◆ **Work instructions**:
Reproduce the material below verbatim, starting at the line that contains "the black shutter" and ending at the final line of the material, with both of those lines included.

+ + + + +

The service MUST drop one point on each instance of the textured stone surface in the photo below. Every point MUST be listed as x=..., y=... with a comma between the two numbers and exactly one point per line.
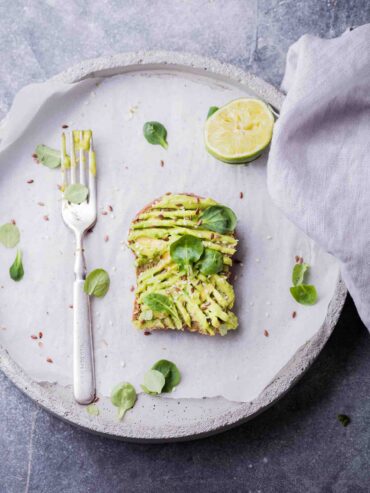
x=298, y=445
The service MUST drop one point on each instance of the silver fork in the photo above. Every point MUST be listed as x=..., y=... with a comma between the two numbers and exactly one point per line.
x=79, y=218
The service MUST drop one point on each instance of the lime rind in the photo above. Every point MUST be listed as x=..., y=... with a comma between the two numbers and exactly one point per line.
x=241, y=158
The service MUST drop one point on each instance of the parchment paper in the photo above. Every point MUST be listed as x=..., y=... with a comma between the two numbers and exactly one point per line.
x=238, y=366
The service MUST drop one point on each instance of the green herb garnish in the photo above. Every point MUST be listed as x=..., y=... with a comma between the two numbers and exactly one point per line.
x=155, y=133
x=218, y=218
x=186, y=250
x=343, y=419
x=92, y=409
x=161, y=303
x=305, y=294
x=170, y=372
x=211, y=262
x=9, y=235
x=16, y=271
x=153, y=382
x=76, y=193
x=97, y=283
x=212, y=110
x=298, y=274
x=123, y=396
x=47, y=156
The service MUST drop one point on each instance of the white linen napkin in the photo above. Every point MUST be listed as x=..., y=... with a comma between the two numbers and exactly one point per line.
x=319, y=163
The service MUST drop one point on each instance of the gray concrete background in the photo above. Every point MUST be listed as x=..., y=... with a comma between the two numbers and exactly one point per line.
x=298, y=445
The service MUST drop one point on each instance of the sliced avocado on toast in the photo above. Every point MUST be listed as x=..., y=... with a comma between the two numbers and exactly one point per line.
x=183, y=246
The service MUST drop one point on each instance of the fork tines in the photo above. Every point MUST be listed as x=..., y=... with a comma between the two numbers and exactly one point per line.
x=75, y=167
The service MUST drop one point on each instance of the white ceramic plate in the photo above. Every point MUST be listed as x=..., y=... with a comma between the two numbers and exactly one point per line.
x=177, y=419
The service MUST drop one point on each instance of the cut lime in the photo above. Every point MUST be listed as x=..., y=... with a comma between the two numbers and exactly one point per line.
x=239, y=131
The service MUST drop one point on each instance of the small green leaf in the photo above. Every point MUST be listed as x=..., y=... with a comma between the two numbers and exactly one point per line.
x=155, y=133
x=153, y=382
x=9, y=235
x=298, y=274
x=123, y=396
x=211, y=262
x=212, y=110
x=304, y=294
x=186, y=250
x=76, y=193
x=16, y=270
x=343, y=419
x=47, y=156
x=97, y=283
x=161, y=303
x=218, y=218
x=92, y=409
x=170, y=372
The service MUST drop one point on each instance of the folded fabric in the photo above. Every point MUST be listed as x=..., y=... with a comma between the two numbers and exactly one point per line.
x=319, y=164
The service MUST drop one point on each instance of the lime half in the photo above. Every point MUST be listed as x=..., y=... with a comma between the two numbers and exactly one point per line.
x=239, y=131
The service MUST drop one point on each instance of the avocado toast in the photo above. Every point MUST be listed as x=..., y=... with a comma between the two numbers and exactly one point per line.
x=183, y=246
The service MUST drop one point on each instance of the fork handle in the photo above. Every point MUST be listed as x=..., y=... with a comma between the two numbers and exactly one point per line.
x=83, y=356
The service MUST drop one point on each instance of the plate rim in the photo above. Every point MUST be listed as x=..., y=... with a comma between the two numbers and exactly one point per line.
x=45, y=394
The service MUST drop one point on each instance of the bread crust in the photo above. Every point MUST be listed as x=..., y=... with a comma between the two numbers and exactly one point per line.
x=136, y=310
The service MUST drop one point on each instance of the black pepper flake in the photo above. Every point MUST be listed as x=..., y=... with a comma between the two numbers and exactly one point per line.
x=343, y=419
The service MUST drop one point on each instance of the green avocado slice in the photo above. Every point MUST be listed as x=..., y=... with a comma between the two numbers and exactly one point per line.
x=203, y=302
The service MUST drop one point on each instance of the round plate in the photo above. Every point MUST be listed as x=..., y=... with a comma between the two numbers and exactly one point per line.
x=171, y=419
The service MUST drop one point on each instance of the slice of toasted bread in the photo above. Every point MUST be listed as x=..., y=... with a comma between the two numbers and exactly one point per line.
x=189, y=300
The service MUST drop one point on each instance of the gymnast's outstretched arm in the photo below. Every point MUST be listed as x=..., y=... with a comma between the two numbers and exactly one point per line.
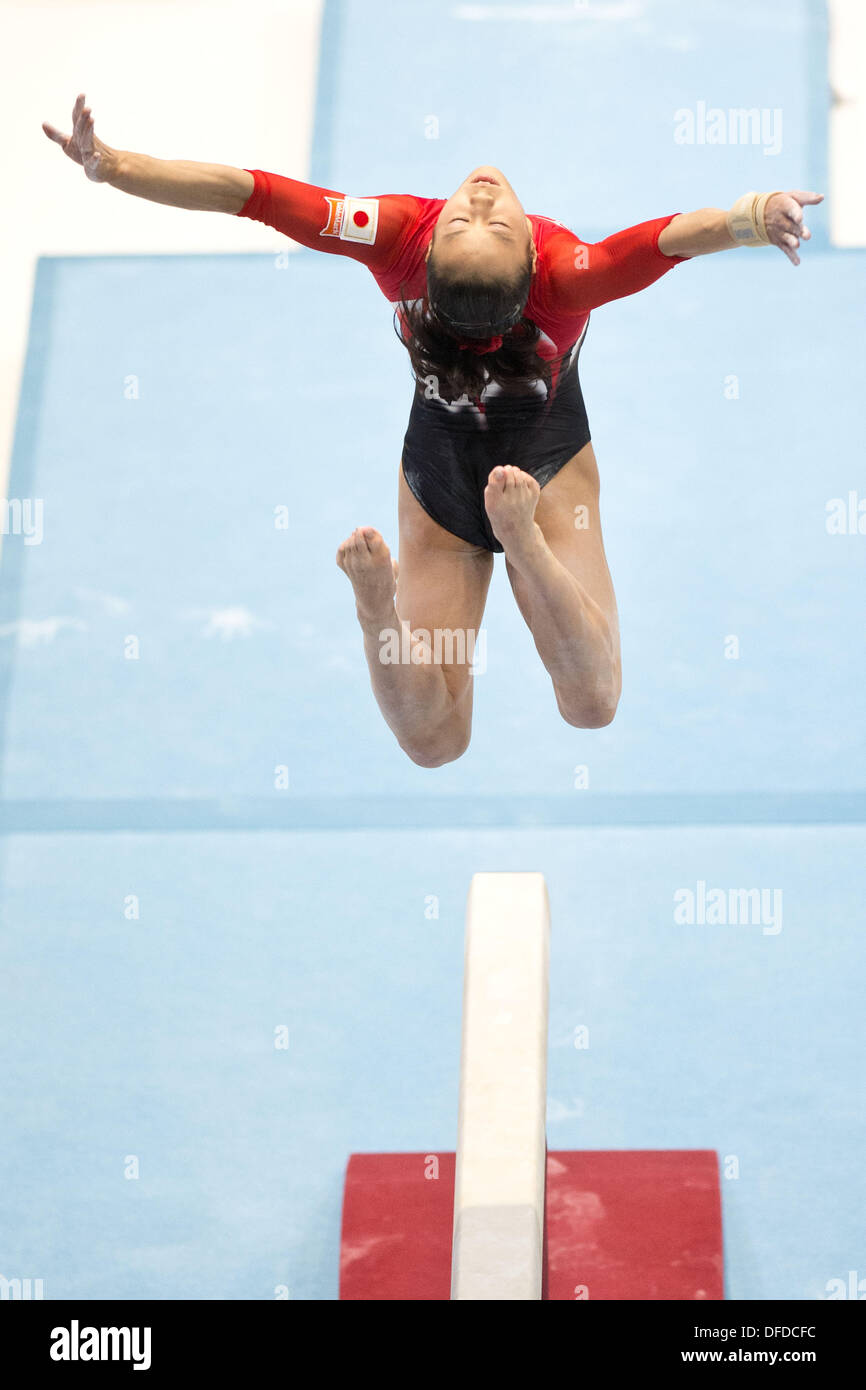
x=755, y=218
x=207, y=188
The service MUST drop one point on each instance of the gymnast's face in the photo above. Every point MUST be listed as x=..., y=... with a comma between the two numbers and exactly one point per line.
x=483, y=224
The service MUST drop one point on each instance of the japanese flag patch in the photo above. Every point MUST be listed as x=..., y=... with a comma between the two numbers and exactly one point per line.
x=352, y=218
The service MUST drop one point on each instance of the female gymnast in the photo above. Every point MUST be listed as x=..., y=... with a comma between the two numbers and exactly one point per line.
x=492, y=306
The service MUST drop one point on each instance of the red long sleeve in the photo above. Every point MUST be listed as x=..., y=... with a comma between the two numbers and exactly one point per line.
x=587, y=274
x=366, y=228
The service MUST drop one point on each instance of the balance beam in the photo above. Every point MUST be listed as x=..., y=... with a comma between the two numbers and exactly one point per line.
x=619, y=1225
x=499, y=1178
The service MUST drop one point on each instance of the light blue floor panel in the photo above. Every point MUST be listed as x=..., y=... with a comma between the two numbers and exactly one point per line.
x=159, y=517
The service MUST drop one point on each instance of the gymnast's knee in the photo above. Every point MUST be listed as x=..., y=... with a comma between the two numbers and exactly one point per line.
x=435, y=748
x=590, y=710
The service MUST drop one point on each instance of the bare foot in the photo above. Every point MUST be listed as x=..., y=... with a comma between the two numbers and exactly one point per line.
x=367, y=562
x=510, y=499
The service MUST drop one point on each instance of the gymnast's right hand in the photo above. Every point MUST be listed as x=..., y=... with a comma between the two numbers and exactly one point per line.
x=96, y=159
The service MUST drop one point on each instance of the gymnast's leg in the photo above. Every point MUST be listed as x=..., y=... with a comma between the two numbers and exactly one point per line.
x=423, y=684
x=555, y=559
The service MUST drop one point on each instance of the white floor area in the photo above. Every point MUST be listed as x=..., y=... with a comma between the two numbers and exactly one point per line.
x=847, y=78
x=227, y=82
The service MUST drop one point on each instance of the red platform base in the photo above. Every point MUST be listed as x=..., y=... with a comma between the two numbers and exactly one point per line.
x=619, y=1225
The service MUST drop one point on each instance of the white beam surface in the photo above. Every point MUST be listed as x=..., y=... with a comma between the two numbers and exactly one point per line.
x=499, y=1194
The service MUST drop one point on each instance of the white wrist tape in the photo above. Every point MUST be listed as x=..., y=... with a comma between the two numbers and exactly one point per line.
x=745, y=220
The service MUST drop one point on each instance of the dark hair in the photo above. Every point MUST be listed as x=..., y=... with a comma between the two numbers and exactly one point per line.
x=464, y=307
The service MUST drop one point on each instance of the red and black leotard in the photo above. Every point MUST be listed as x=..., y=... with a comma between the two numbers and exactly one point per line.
x=451, y=448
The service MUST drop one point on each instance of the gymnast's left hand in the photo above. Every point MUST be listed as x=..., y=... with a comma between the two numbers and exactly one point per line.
x=783, y=218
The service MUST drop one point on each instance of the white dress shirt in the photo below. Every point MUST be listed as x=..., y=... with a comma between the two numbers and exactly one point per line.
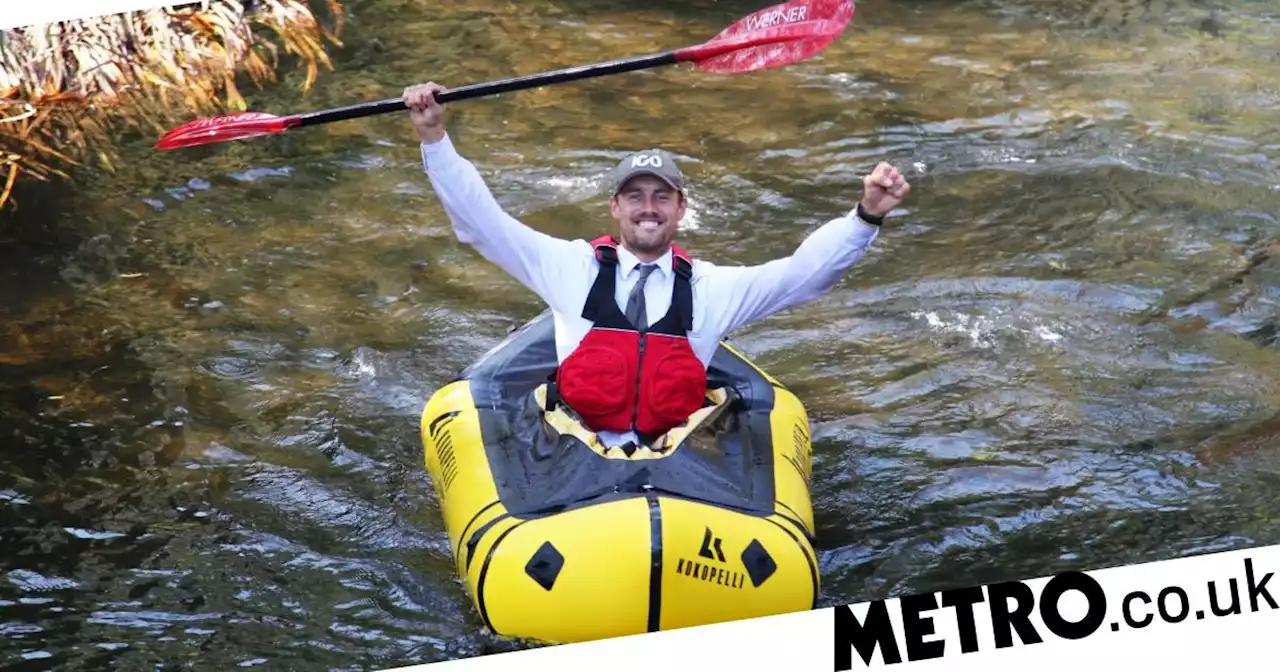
x=561, y=272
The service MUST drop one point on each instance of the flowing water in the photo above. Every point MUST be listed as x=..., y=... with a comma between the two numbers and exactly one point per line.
x=1061, y=353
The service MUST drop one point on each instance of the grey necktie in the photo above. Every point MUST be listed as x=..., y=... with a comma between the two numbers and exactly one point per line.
x=635, y=302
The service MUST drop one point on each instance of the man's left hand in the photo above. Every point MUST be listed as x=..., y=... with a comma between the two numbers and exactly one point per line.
x=883, y=190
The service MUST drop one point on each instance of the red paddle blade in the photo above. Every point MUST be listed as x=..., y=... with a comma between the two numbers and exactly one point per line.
x=224, y=128
x=772, y=37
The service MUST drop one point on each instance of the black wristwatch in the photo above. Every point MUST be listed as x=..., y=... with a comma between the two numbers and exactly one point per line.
x=876, y=220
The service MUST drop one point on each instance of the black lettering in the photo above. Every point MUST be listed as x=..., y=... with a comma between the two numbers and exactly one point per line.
x=1001, y=618
x=963, y=599
x=915, y=627
x=1182, y=595
x=1128, y=618
x=1235, y=599
x=1257, y=589
x=864, y=638
x=1091, y=590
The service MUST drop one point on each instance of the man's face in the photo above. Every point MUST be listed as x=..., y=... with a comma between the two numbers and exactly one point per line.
x=648, y=211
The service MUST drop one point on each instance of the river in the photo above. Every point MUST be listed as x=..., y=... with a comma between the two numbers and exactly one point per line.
x=1061, y=353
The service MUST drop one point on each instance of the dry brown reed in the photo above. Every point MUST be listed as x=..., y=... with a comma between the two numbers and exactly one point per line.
x=69, y=88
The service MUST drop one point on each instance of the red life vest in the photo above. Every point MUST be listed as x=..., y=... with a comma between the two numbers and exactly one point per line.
x=621, y=378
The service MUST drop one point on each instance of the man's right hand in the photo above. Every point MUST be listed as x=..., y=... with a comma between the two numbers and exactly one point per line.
x=426, y=114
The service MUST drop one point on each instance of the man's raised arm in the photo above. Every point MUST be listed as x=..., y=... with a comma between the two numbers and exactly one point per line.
x=749, y=293
x=535, y=259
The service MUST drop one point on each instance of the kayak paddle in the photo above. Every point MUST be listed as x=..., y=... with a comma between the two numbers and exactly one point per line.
x=772, y=37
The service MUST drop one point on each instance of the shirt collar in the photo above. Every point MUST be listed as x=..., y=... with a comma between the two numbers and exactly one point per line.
x=627, y=263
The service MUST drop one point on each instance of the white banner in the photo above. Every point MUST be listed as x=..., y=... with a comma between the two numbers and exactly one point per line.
x=1210, y=611
x=17, y=13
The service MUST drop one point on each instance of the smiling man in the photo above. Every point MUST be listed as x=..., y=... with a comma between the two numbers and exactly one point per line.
x=638, y=320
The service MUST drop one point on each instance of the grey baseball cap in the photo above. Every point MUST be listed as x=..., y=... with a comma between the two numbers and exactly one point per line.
x=657, y=163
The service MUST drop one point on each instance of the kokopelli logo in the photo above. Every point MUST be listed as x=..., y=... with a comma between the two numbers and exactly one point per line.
x=647, y=161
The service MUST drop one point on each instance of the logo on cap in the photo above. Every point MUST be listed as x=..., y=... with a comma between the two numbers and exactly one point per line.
x=657, y=163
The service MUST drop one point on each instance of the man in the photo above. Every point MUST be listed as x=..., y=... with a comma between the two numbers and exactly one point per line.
x=636, y=320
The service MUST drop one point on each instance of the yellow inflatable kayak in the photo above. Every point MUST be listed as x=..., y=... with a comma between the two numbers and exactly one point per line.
x=561, y=539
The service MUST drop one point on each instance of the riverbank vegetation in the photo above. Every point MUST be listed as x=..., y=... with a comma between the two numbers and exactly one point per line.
x=69, y=90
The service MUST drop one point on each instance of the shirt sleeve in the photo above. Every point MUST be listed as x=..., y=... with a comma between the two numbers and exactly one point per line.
x=741, y=295
x=536, y=260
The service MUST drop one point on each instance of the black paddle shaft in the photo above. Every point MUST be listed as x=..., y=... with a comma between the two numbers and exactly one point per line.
x=489, y=88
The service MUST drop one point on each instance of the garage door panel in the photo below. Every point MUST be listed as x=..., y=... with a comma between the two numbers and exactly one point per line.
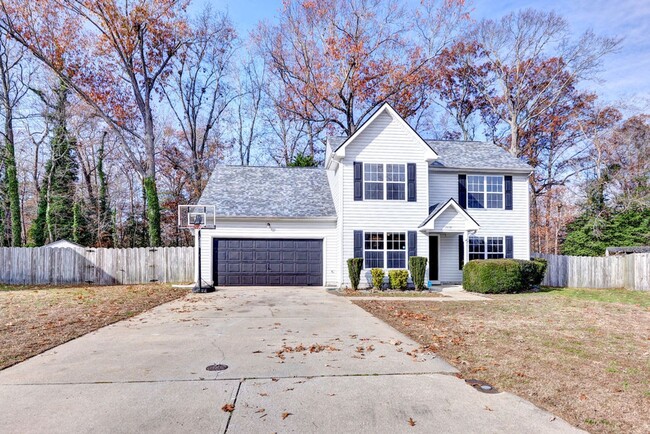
x=268, y=262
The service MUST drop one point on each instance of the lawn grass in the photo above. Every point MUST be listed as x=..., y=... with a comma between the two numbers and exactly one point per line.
x=581, y=354
x=639, y=298
x=409, y=293
x=34, y=319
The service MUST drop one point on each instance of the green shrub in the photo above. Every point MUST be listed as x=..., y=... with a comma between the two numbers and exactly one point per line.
x=398, y=279
x=377, y=275
x=541, y=265
x=354, y=270
x=417, y=267
x=533, y=271
x=494, y=276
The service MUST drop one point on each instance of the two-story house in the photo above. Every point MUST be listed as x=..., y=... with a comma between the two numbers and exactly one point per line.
x=385, y=194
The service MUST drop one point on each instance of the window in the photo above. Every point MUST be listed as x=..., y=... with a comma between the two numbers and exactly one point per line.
x=395, y=182
x=495, y=248
x=374, y=181
x=373, y=176
x=486, y=248
x=374, y=250
x=484, y=191
x=494, y=191
x=390, y=246
x=396, y=249
x=476, y=248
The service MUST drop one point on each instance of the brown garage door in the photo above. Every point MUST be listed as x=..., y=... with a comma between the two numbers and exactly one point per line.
x=260, y=262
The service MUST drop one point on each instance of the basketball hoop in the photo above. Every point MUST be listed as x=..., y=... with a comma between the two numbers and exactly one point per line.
x=197, y=217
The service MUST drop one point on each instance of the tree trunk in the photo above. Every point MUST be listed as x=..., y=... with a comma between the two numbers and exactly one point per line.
x=12, y=181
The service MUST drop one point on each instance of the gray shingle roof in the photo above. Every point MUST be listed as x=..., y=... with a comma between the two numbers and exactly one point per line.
x=289, y=192
x=474, y=155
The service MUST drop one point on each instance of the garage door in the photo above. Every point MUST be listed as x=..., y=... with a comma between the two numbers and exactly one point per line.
x=268, y=262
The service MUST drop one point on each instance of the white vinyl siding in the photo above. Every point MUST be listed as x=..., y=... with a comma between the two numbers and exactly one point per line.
x=493, y=222
x=385, y=141
x=286, y=229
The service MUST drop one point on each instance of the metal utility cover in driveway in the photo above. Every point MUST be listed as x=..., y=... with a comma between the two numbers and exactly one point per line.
x=261, y=262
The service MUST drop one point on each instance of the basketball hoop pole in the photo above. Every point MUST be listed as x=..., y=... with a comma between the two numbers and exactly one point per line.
x=198, y=288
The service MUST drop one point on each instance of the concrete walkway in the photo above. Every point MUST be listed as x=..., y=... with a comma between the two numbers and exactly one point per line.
x=299, y=360
x=448, y=292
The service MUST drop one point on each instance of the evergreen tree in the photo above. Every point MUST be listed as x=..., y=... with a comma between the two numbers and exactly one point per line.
x=303, y=160
x=590, y=235
x=55, y=215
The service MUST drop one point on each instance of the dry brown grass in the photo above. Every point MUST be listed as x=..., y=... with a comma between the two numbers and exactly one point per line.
x=389, y=293
x=586, y=361
x=35, y=319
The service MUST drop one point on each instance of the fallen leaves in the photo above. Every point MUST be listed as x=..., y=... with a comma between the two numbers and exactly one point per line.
x=300, y=348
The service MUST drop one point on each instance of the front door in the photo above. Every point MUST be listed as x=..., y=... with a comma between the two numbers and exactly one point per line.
x=433, y=258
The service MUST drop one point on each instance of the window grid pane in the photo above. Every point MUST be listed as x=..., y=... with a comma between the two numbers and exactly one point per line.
x=495, y=200
x=495, y=247
x=395, y=191
x=475, y=191
x=374, y=241
x=373, y=172
x=395, y=173
x=396, y=181
x=476, y=248
x=374, y=190
x=374, y=259
x=396, y=259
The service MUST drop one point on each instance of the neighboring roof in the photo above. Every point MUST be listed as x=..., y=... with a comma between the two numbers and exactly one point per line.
x=385, y=107
x=64, y=243
x=438, y=208
x=283, y=192
x=459, y=154
x=627, y=250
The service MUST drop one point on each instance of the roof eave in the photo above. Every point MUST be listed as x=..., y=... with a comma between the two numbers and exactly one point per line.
x=519, y=170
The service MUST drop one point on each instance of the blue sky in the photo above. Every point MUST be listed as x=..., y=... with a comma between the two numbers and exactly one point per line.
x=625, y=75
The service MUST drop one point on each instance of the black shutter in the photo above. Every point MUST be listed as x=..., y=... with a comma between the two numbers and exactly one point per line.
x=358, y=181
x=410, y=182
x=461, y=252
x=358, y=244
x=507, y=180
x=413, y=243
x=462, y=191
x=509, y=246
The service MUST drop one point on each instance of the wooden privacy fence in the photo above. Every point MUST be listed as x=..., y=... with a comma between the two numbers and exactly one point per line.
x=99, y=266
x=625, y=271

+ + + + +

◆ **Solution to the problem**:
The service MUST drop one point on each instance of the black shutter in the photo above. Every point MUST be listed as x=..., y=... with a comma between the two numbers and exactly one point per line.
x=358, y=181
x=410, y=182
x=461, y=252
x=358, y=244
x=507, y=180
x=413, y=243
x=462, y=191
x=509, y=246
The service MUST drop one point on each instance of the wooden privacy fence in the photo above. Every point MUST be listed as x=..., y=... with a comma between the two numbers and exactly one point per line.
x=99, y=266
x=625, y=271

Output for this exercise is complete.